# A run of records
....................
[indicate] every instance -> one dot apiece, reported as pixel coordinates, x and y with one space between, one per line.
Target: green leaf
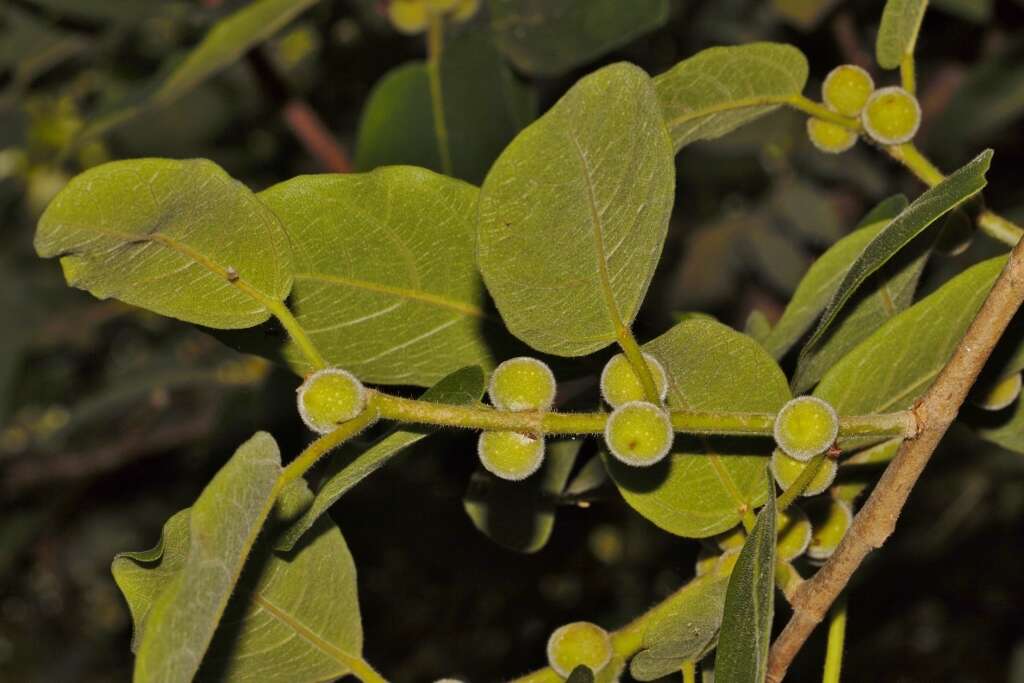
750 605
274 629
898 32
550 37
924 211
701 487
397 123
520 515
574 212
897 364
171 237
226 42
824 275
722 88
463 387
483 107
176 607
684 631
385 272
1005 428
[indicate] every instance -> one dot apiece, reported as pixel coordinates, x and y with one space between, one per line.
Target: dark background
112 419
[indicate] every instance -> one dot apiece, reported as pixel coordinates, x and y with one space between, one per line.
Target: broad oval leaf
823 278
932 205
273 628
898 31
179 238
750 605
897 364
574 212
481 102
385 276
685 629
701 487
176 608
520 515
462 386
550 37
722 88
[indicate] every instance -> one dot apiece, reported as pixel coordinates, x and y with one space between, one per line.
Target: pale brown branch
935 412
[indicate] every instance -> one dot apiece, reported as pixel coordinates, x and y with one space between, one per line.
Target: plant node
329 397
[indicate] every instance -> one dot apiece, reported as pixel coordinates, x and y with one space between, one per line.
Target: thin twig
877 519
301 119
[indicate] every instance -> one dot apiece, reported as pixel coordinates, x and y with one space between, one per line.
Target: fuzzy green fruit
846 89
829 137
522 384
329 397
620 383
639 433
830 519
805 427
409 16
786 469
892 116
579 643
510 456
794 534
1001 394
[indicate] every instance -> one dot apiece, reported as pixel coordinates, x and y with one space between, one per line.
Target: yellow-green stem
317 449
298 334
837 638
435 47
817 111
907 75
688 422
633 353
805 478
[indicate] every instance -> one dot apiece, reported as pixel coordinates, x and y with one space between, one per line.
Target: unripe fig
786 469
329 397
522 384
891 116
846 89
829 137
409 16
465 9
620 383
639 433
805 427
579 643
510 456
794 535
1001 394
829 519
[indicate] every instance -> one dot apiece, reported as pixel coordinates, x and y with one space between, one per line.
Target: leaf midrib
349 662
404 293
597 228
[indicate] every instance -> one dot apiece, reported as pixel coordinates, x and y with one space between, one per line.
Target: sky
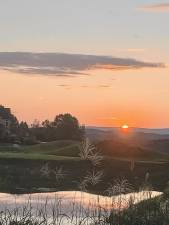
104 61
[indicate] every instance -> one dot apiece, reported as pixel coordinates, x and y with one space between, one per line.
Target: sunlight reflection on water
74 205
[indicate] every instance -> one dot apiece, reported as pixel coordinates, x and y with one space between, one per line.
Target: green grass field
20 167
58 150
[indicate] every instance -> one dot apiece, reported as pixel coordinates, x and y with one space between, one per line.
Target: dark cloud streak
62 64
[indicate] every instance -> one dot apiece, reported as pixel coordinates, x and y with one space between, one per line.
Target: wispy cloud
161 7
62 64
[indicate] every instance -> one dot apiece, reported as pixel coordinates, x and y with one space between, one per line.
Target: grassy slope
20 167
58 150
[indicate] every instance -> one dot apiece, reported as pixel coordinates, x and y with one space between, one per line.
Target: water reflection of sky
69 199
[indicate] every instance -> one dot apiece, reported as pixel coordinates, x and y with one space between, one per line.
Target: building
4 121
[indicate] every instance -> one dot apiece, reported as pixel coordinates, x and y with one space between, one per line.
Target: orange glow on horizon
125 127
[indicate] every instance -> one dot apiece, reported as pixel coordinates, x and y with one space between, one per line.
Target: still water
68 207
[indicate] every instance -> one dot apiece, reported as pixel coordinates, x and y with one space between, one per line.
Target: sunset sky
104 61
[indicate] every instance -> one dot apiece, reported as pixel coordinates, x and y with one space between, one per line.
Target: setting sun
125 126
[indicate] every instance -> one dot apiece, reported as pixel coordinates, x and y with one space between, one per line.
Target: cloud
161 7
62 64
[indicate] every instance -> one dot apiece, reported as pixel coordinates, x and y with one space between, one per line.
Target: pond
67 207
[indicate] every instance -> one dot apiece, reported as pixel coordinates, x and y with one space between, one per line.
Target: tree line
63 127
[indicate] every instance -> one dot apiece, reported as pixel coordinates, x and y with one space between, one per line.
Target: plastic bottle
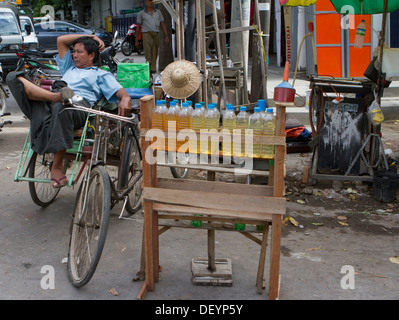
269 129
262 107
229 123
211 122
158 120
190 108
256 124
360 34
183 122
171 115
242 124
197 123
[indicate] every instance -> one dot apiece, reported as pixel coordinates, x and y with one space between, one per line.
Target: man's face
....................
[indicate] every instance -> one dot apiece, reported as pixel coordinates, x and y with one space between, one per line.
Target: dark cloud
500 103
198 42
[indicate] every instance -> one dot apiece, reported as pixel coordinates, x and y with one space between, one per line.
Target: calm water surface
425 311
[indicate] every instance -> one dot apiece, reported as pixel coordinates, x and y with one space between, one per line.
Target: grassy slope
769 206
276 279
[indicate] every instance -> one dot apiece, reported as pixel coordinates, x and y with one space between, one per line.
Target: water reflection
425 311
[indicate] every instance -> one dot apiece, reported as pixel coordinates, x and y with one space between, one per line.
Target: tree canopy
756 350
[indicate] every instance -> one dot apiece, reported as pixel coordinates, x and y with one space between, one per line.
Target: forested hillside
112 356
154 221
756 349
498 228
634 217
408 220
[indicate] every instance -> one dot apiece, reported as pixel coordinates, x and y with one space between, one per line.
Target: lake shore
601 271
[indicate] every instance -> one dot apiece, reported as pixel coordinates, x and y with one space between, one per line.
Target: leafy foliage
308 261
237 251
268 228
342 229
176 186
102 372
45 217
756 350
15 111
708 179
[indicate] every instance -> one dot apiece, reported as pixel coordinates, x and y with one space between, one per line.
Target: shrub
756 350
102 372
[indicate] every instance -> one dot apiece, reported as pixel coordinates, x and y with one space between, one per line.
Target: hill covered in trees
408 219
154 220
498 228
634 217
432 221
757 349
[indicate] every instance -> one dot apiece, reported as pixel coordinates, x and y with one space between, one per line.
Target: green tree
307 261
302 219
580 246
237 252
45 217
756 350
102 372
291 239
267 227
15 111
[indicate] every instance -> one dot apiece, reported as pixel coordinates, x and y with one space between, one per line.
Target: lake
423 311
....................
State how many lines in the items above contain the string "reflection", giving only the number.

3